■ Text section
start

At a certain flow velocity, the new burner can obtain a higher combustion temperature and higher combustion efficiency, because the contact area between the preheating zone and the combustion zone is larger in the new burner. Thus, the heat transfer effect of the reverse heat reflux, heat conduction, and radiation heat in the combustion zone is more significant, and the reaction proceeds more fully.

4.1.1. Influence of the Equivalence Ratio of Premixed Gas on Combustion Degree

Gas concentration is often described using the concentration equivalence ratio. The greater the ratio, the higher the proportion of methane in the mixture. Figure 5 and Figure 6 show the temperature contours of gas mixtures with equivalence ratios of 0.75 and 0.85, respectively, during combustion in the ordinary and new burners. Figure 7 and Figure 8 illustrate the gas concentration contours correspondingly.
When the equivalence ratio is high and the excess air coefficient is small, it is hard to complete the combustion. Under these two equivalence ratios, the location of the flame surface and the gas mixture combustion consumption are similar. When the equivalence ratio is 0.85, the inner temperature of the new burner can reach 2700 K. However, the outlet temperature is not less than 2000 K, which is higher than the temperature peak in the ordinary burner under the same conditions. This shows that the combustion degree and the temperature in the new burner are higher, and the new burner’s advantage of saving energy is very obvious.
Figure 9 and Figure 10 show the temperature contours of gas mixture combustion in the two kinds of burners with equivalence ratios of 0.45 and 0.35. Figure 11 and Figure 12 are the gas concentration contours of gas mixture combustion in the two kinds of burners.

end

■ Material provided

start

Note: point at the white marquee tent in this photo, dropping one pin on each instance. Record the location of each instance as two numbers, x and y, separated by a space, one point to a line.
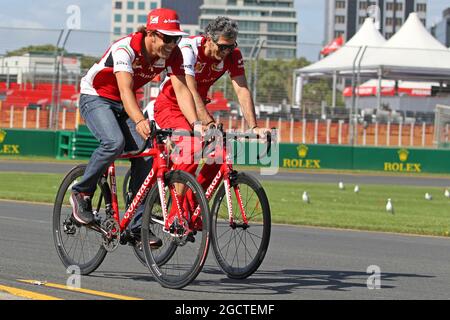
345 57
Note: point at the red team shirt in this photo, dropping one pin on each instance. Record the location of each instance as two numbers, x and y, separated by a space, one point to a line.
126 55
205 70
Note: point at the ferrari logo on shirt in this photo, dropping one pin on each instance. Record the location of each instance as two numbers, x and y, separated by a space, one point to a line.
217 66
137 64
199 67
161 63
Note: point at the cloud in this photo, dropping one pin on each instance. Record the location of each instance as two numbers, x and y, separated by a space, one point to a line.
8 21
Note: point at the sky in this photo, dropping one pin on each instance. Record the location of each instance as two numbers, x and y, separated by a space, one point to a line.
96 16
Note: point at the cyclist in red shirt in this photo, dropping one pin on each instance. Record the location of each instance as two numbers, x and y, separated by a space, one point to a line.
206 59
111 111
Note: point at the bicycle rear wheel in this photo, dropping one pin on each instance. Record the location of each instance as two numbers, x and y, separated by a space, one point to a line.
178 262
240 249
76 244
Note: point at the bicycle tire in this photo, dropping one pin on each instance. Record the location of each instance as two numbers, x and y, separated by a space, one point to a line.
233 265
174 273
164 255
62 208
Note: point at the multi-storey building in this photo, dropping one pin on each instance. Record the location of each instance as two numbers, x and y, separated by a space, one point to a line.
344 17
267 28
128 15
441 30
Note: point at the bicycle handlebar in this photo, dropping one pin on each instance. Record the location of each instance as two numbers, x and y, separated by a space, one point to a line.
164 133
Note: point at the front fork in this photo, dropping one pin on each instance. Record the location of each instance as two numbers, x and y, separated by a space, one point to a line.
227 184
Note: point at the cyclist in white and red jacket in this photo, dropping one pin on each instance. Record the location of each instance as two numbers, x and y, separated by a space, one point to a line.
206 59
109 106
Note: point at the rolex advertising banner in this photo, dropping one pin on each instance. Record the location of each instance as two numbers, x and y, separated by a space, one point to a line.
14 142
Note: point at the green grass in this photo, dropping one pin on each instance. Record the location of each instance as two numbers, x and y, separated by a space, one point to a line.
329 207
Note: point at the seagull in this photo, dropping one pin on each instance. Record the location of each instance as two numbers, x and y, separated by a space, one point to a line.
390 207
305 197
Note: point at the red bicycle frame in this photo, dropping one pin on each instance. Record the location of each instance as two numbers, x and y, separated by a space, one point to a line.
226 169
156 174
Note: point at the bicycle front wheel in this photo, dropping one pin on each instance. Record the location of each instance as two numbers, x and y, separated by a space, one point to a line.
182 255
240 247
76 244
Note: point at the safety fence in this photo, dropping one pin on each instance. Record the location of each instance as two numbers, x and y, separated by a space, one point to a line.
80 144
289 131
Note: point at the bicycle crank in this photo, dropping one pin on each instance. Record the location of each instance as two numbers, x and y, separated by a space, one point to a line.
110 231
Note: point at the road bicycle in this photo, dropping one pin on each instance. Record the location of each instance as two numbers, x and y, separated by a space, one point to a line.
241 217
181 257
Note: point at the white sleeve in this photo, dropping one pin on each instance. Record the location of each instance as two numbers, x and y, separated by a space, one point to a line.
123 57
189 60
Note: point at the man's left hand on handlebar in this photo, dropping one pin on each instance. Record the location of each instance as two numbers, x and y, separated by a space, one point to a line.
261 132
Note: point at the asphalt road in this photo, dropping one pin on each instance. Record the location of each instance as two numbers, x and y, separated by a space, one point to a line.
302 263
295 176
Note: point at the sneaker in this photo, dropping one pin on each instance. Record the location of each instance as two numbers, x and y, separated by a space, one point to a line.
81 208
154 241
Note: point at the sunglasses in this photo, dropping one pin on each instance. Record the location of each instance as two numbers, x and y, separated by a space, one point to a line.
223 47
168 39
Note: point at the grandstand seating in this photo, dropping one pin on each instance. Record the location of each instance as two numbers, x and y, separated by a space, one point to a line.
23 95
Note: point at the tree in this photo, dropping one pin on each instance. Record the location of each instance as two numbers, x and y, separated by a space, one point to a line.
40 48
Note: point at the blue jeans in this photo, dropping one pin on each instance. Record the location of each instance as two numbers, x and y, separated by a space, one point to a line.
109 123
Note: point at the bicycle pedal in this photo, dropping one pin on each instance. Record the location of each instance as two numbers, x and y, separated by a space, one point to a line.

end

■ Directions for this task
Reproduce the passage on burner combustion word for word, from "At a certain" to "concentration contours correspondingly.".

■ Answer in full
At a certain flow velocity, the new burner can obtain a higher combustion temperature and higher combustion efficiency, because the contact area between the preheating zone and the combustion zone is larger in the new burner. Thus, the heat transfer effect of the reverse heat reflux, heat conduction, and radiation heat in the combustion zone is more significant, and the reaction proceeds more fully.

4.1.1. Influence of the Equivalence Ratio of Premixed Gas on Combustion Degree

Gas concentration is often described using the concentration equivalence ratio. The greater the ratio, the higher the proportion of methane in the mixture. Figure 5 and Figure 6 show the temperature contours of gas mixtures with equivalence ratios of 0.75 and 0.85, respectively, during combustion in the ordinary and new burners. Figure 7 and Figure 8 illustrate the gas concentration contours correspondingly.